**Письменное задание 1**
Продублируйте без изменений часть приведенного ниже отрывка о лирической трилогии гр. Кутузова, начиная со слов «С этим последним» и заканчивая словами «и настоящее блаженство.».

С этим последним словом смысл лирической трилогии гр. Кутузова определен и исчерпан. То, что было и смутно и поверхностно в первой поэме, углублено во второй и окончательно выяснено в третьей. Счастье жизни случайно, говорят нам «Старые речи»; не только случайно, но и греховно, дополняет «Дед»; но ни случайность, ни преступность счастья еще не отнимают у него свойства быть желательным; эту последнюю неопределенность окончательно устраняет «Рассвет», показывая, что счастье и сама жизнь не только случайны и греховны, но что они не нужны, что смерть есть не только роковая необходимость, но высшее благо и настоящее блаженство.

**Записи набора данных**
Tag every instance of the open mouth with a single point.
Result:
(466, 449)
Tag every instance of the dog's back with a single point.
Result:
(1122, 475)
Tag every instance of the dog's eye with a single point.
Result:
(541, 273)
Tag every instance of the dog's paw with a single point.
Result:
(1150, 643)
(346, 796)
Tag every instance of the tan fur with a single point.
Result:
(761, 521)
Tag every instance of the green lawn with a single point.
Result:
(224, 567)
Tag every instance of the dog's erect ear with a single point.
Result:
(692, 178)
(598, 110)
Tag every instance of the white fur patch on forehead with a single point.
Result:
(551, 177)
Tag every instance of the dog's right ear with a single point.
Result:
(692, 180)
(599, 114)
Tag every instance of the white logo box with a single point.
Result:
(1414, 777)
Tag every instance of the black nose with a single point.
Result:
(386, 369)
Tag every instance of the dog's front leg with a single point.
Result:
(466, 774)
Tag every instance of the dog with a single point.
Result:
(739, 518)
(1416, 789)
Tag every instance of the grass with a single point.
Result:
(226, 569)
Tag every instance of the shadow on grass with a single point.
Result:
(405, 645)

...

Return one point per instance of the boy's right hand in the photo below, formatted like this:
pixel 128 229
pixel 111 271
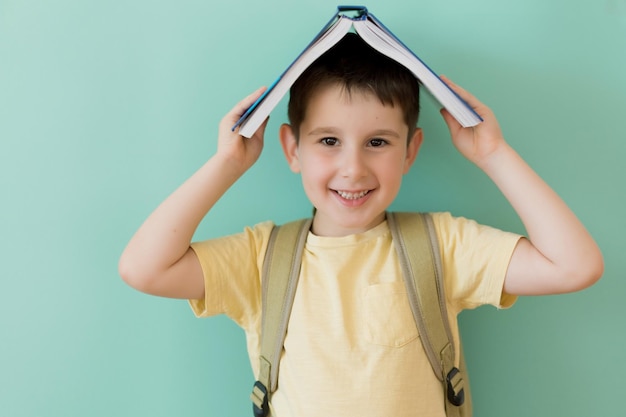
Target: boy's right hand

**Письменное задание 2**
Соберите все строки листинга, в которых встречается строка «white». Регистр букв имеет значение.

**Результат задания 1**
С этим последним словом смысл лирической трилогии гр. Кутузова определен и исчерпан. То, что было и смутно и поверхностно в первой поэме, углублено во второй и окончательно выяснено в третьей. Счастье жизни случайно, говорят нам «Старые речи»; не только случайно, но и греховно, дополняет «Дед»; но ни случайность, ни преступность счастья еще не отнимают у него свойства быть желательным; эту последнюю неопределенность окончательно устраняет «Рассвет», показывая, что счастье и сама жизнь не только случайны и греховны, но что они не нужны, что смерть есть не только роковая необходимость, но высшее благо и настоящее блаженство.

**Результат задания 2**
Tag every instance of the white fur patch on forehead with a single point.
Tag every instance of the white logo box with a single point.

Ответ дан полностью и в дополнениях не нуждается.